_Do this_
Rewrite all of the items below, changing every "Spot the" to "Locate the" and keeping everything else the same. Omit the pictures from your answer.

[Excerpts of labeled region data]
-- start --
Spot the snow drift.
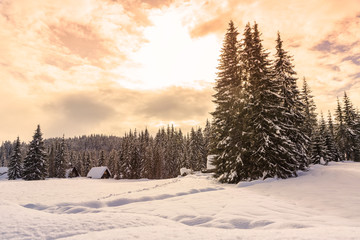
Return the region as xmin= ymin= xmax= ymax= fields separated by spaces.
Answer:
xmin=0 ymin=163 xmax=360 ymax=240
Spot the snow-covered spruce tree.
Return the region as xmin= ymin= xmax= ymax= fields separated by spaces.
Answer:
xmin=98 ymin=150 xmax=105 ymax=167
xmin=48 ymin=144 xmax=56 ymax=178
xmin=273 ymin=33 xmax=310 ymax=170
xmin=54 ymin=136 xmax=67 ymax=178
xmin=334 ymin=98 xmax=346 ymax=161
xmin=325 ymin=111 xmax=342 ymax=162
xmin=343 ymin=92 xmax=360 ymax=162
xmin=211 ymin=21 xmax=240 ymax=182
xmin=311 ymin=113 xmax=332 ymax=165
xmin=8 ymin=137 xmax=22 ymax=180
xmin=300 ymin=78 xmax=318 ymax=163
xmin=82 ymin=151 xmax=92 ymax=174
xmin=23 ymin=125 xmax=47 ymax=180
xmin=240 ymin=23 xmax=298 ymax=180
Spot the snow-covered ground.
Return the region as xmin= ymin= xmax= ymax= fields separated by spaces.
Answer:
xmin=0 ymin=163 xmax=360 ymax=240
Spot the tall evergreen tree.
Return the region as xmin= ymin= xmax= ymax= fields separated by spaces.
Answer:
xmin=273 ymin=33 xmax=310 ymax=170
xmin=211 ymin=21 xmax=240 ymax=181
xmin=8 ymin=137 xmax=22 ymax=180
xmin=54 ymin=136 xmax=67 ymax=178
xmin=325 ymin=111 xmax=343 ymax=162
xmin=300 ymin=78 xmax=318 ymax=164
xmin=343 ymin=92 xmax=360 ymax=161
xmin=23 ymin=125 xmax=47 ymax=180
xmin=243 ymin=23 xmax=297 ymax=180
xmin=98 ymin=150 xmax=105 ymax=167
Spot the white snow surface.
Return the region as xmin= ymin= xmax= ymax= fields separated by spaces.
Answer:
xmin=0 ymin=163 xmax=360 ymax=240
xmin=87 ymin=166 xmax=110 ymax=179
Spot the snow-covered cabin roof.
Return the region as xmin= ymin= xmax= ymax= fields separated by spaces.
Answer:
xmin=87 ymin=167 xmax=111 ymax=179
xmin=65 ymin=167 xmax=79 ymax=178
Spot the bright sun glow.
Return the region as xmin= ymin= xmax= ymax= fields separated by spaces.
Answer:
xmin=121 ymin=10 xmax=219 ymax=89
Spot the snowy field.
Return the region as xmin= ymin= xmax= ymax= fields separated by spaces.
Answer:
xmin=0 ymin=163 xmax=360 ymax=240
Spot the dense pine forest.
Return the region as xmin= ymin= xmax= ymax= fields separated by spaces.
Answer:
xmin=1 ymin=121 xmax=210 ymax=180
xmin=0 ymin=22 xmax=360 ymax=183
xmin=211 ymin=22 xmax=360 ymax=183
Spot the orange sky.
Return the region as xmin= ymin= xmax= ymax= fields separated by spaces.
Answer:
xmin=0 ymin=0 xmax=360 ymax=141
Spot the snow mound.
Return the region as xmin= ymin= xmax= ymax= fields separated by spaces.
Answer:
xmin=0 ymin=163 xmax=360 ymax=240
xmin=87 ymin=166 xmax=110 ymax=179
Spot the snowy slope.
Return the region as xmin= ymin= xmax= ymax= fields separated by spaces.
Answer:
xmin=0 ymin=163 xmax=360 ymax=240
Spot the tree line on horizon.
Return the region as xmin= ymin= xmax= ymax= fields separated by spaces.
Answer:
xmin=0 ymin=21 xmax=360 ymax=183
xmin=2 ymin=121 xmax=210 ymax=180
xmin=210 ymin=21 xmax=360 ymax=183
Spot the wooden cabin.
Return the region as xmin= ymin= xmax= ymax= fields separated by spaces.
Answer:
xmin=65 ymin=167 xmax=80 ymax=178
xmin=87 ymin=166 xmax=111 ymax=179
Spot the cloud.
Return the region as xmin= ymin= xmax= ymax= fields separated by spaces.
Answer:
xmin=135 ymin=87 xmax=213 ymax=121
xmin=23 ymin=83 xmax=214 ymax=138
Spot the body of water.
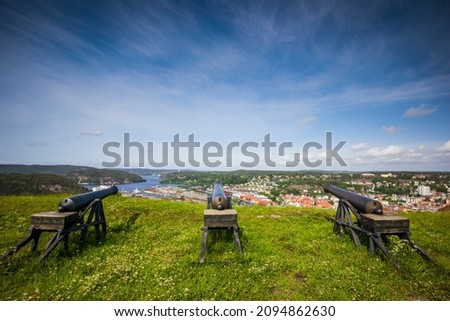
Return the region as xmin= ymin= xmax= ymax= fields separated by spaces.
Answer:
xmin=83 ymin=175 xmax=177 ymax=193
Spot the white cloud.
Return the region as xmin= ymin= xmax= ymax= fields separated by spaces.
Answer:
xmin=351 ymin=143 xmax=369 ymax=150
xmin=436 ymin=140 xmax=450 ymax=153
xmin=403 ymin=104 xmax=438 ymax=117
xmin=80 ymin=129 xmax=103 ymax=136
xmin=366 ymin=145 xmax=406 ymax=157
xmin=381 ymin=126 xmax=398 ymax=135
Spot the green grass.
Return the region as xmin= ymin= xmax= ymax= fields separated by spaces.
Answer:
xmin=0 ymin=195 xmax=450 ymax=301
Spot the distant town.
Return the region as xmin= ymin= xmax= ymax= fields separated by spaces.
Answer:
xmin=119 ymin=171 xmax=450 ymax=213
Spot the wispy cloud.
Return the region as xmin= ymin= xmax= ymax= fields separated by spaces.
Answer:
xmin=436 ymin=140 xmax=450 ymax=153
xmin=80 ymin=129 xmax=103 ymax=137
xmin=403 ymin=104 xmax=438 ymax=117
xmin=381 ymin=126 xmax=399 ymax=135
xmin=300 ymin=116 xmax=317 ymax=125
xmin=351 ymin=143 xmax=369 ymax=151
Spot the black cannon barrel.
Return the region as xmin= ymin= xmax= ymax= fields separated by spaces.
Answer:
xmin=58 ymin=186 xmax=118 ymax=212
xmin=324 ymin=184 xmax=383 ymax=214
xmin=211 ymin=181 xmax=230 ymax=210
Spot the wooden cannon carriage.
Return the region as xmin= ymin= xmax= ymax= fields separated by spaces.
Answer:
xmin=200 ymin=181 xmax=242 ymax=263
xmin=4 ymin=186 xmax=118 ymax=262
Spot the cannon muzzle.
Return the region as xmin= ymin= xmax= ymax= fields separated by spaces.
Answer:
xmin=58 ymin=186 xmax=118 ymax=212
xmin=324 ymin=184 xmax=383 ymax=215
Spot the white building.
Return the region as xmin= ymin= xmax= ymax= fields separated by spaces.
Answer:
xmin=417 ymin=185 xmax=431 ymax=196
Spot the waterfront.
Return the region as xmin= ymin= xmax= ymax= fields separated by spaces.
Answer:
xmin=83 ymin=175 xmax=178 ymax=193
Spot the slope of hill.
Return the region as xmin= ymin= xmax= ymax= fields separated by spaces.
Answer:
xmin=0 ymin=164 xmax=144 ymax=185
xmin=0 ymin=173 xmax=86 ymax=195
xmin=0 ymin=195 xmax=450 ymax=301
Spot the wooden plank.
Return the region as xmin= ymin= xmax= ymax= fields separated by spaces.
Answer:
xmin=361 ymin=214 xmax=409 ymax=234
xmin=31 ymin=212 xmax=78 ymax=231
xmin=203 ymin=209 xmax=237 ymax=227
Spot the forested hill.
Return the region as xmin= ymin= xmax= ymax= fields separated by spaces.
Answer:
xmin=0 ymin=173 xmax=87 ymax=195
xmin=0 ymin=164 xmax=144 ymax=185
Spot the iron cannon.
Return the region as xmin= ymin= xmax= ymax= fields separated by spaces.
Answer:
xmin=208 ymin=181 xmax=231 ymax=211
xmin=58 ymin=186 xmax=118 ymax=212
xmin=324 ymin=184 xmax=383 ymax=215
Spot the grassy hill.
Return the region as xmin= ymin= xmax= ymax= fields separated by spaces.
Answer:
xmin=0 ymin=195 xmax=450 ymax=301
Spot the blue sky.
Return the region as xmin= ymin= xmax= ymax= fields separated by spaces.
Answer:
-- end --
_Answer to the exercise_
Locate the snow drift.
Return the region as xmin= ymin= xmax= ymax= fields separated by spaces.
Answer:
xmin=0 ymin=163 xmax=360 ymax=240
Locate the snow-covered spruce tree.
Return the region as xmin= ymin= xmax= ymax= fields separated by spaces.
Answer:
xmin=98 ymin=150 xmax=105 ymax=167
xmin=48 ymin=144 xmax=56 ymax=178
xmin=273 ymin=33 xmax=310 ymax=170
xmin=54 ymin=136 xmax=67 ymax=178
xmin=334 ymin=98 xmax=346 ymax=161
xmin=325 ymin=111 xmax=342 ymax=162
xmin=343 ymin=92 xmax=360 ymax=162
xmin=211 ymin=21 xmax=240 ymax=182
xmin=311 ymin=113 xmax=332 ymax=165
xmin=8 ymin=137 xmax=22 ymax=180
xmin=300 ymin=78 xmax=318 ymax=163
xmin=82 ymin=151 xmax=92 ymax=174
xmin=23 ymin=125 xmax=47 ymax=180
xmin=240 ymin=23 xmax=298 ymax=180
Locate the snow-covered ground.
Return the region as xmin= ymin= xmax= ymax= fields separated by spaces.
Answer:
xmin=0 ymin=163 xmax=360 ymax=240
Locate the tall evergreen tree.
Return the region as xmin= ymin= xmax= ymax= fields separated by spaces.
Answer:
xmin=273 ymin=33 xmax=310 ymax=170
xmin=211 ymin=21 xmax=240 ymax=181
xmin=8 ymin=137 xmax=22 ymax=180
xmin=54 ymin=136 xmax=67 ymax=178
xmin=325 ymin=111 xmax=343 ymax=162
xmin=300 ymin=78 xmax=318 ymax=164
xmin=343 ymin=92 xmax=360 ymax=161
xmin=23 ymin=125 xmax=47 ymax=180
xmin=243 ymin=23 xmax=297 ymax=180
xmin=98 ymin=150 xmax=105 ymax=167
Locate the white snow surface.
Return the region as xmin= ymin= xmax= ymax= fields separated by spaces.
Answer:
xmin=0 ymin=163 xmax=360 ymax=240
xmin=87 ymin=166 xmax=110 ymax=179
Locate the snow-covered cabin roof.
Return the region as xmin= ymin= xmax= ymax= fields separated by spaces.
Answer:
xmin=87 ymin=167 xmax=111 ymax=179
xmin=65 ymin=167 xmax=79 ymax=178
Locate the bright sun glow.
Return the region as xmin= ymin= xmax= ymax= fields separated by spaces.
Answer:
xmin=121 ymin=10 xmax=219 ymax=89
Locate the snowy field.
Return the region as xmin= ymin= xmax= ymax= fields separated by spaces.
Answer:
xmin=0 ymin=163 xmax=360 ymax=240
Locate the dense pine forest.
Return the region as xmin= ymin= xmax= ymax= fields separated by spaces.
Answer:
xmin=1 ymin=121 xmax=210 ymax=180
xmin=0 ymin=22 xmax=360 ymax=183
xmin=211 ymin=22 xmax=360 ymax=183
Locate the orange sky.
Return the region as xmin= ymin= xmax= ymax= fields separated by spaces.
Answer:
xmin=0 ymin=0 xmax=360 ymax=141
Locate the snow mound.
Return the region as xmin= ymin= xmax= ymax= fields separated by spaces.
Answer:
xmin=0 ymin=163 xmax=360 ymax=240
xmin=87 ymin=166 xmax=110 ymax=179
Locate the snowy slope.
Return the region as xmin= ymin= xmax= ymax= fields separated by spaces.
Answer:
xmin=0 ymin=163 xmax=360 ymax=240
Locate the tree line on horizon.
Return the region as xmin= ymin= xmax= ymax= fields separated by spaces.
Answer:
xmin=0 ymin=21 xmax=360 ymax=183
xmin=2 ymin=121 xmax=210 ymax=180
xmin=210 ymin=21 xmax=360 ymax=183
Locate the wooden cabin.
Return the region as xmin= ymin= xmax= ymax= fields separated by spaces.
Answer:
xmin=65 ymin=167 xmax=80 ymax=178
xmin=87 ymin=166 xmax=111 ymax=179
Locate the cloud.
Return the region as xmin= ymin= xmax= ymax= fields separated by spaces.
Answer:
xmin=135 ymin=87 xmax=213 ymax=121
xmin=23 ymin=83 xmax=214 ymax=138
Locate the body of water.
Return the region as xmin= ymin= xmax= ymax= fields separated by spaces.
Answer:
xmin=83 ymin=175 xmax=177 ymax=193
Locate the white cloud.
Return the region as xmin= ymin= xmax= ymax= fields separated by spaces.
Answer:
xmin=351 ymin=143 xmax=369 ymax=150
xmin=436 ymin=140 xmax=450 ymax=153
xmin=403 ymin=104 xmax=438 ymax=117
xmin=80 ymin=129 xmax=103 ymax=136
xmin=366 ymin=145 xmax=406 ymax=157
xmin=381 ymin=126 xmax=398 ymax=135
Locate the green grass.
Return the region as xmin= ymin= xmax= ymax= fields separated by spaces.
Answer:
xmin=0 ymin=195 xmax=450 ymax=301
Locate the distant town.
Return the region as xmin= ymin= xmax= ymax= fields separated by spaces.
Answer:
xmin=119 ymin=171 xmax=450 ymax=213
Locate the wispy cloud.
Return the region as xmin= ymin= xmax= ymax= fields separated by spaces.
Answer:
xmin=436 ymin=140 xmax=450 ymax=153
xmin=80 ymin=129 xmax=103 ymax=137
xmin=403 ymin=104 xmax=438 ymax=117
xmin=381 ymin=126 xmax=399 ymax=135
xmin=300 ymin=116 xmax=317 ymax=125
xmin=351 ymin=143 xmax=369 ymax=151
Locate the black cannon barrel.
Return the region as xmin= ymin= xmax= ymax= fields separated by spaces.
Answer:
xmin=58 ymin=186 xmax=118 ymax=212
xmin=324 ymin=184 xmax=383 ymax=214
xmin=211 ymin=181 xmax=230 ymax=210
Locate the wooden cannon carriage.
Return the region as xmin= ymin= xmax= ymax= fields separated by spaces.
Answer:
xmin=200 ymin=181 xmax=242 ymax=263
xmin=4 ymin=186 xmax=118 ymax=262
Locate the cannon muzzle.
Return the region as xmin= ymin= xmax= ymax= fields separated by spaces.
Answer:
xmin=58 ymin=186 xmax=118 ymax=212
xmin=324 ymin=184 xmax=383 ymax=215
Locate the white building.
Return the region as xmin= ymin= xmax= ymax= fields separated by spaces.
Answer:
xmin=417 ymin=185 xmax=431 ymax=196
Locate the waterfront.
Return the region as xmin= ymin= xmax= ymax= fields separated by spaces.
Answer:
xmin=83 ymin=175 xmax=178 ymax=193
Locate the slope of hill.
Return the region as xmin= ymin= xmax= ymax= fields separated by spaces.
Answer:
xmin=0 ymin=164 xmax=144 ymax=185
xmin=0 ymin=173 xmax=86 ymax=195
xmin=0 ymin=195 xmax=450 ymax=301
Locate the wooden plank.
Return the region as xmin= ymin= xmax= ymax= fields separated by spaces.
Answer:
xmin=361 ymin=214 xmax=409 ymax=234
xmin=31 ymin=212 xmax=78 ymax=231
xmin=203 ymin=209 xmax=237 ymax=227
Locate the forested hill.
Return the region as xmin= ymin= xmax= ymax= fields separated by spaces.
Answer:
xmin=0 ymin=173 xmax=87 ymax=195
xmin=0 ymin=164 xmax=144 ymax=185
Locate the iron cannon.
Return the region as xmin= ymin= xmax= ymax= fields separated by spaces.
Answer:
xmin=208 ymin=181 xmax=231 ymax=211
xmin=58 ymin=186 xmax=118 ymax=212
xmin=324 ymin=184 xmax=383 ymax=215
Locate the grassy hill.
Return the region as xmin= ymin= xmax= ymax= fields separated by spaces.
Answer:
xmin=0 ymin=195 xmax=450 ymax=301
Locate the blue sky.
Return the region as xmin= ymin= xmax= ymax= fields separated by spaces.
Answer:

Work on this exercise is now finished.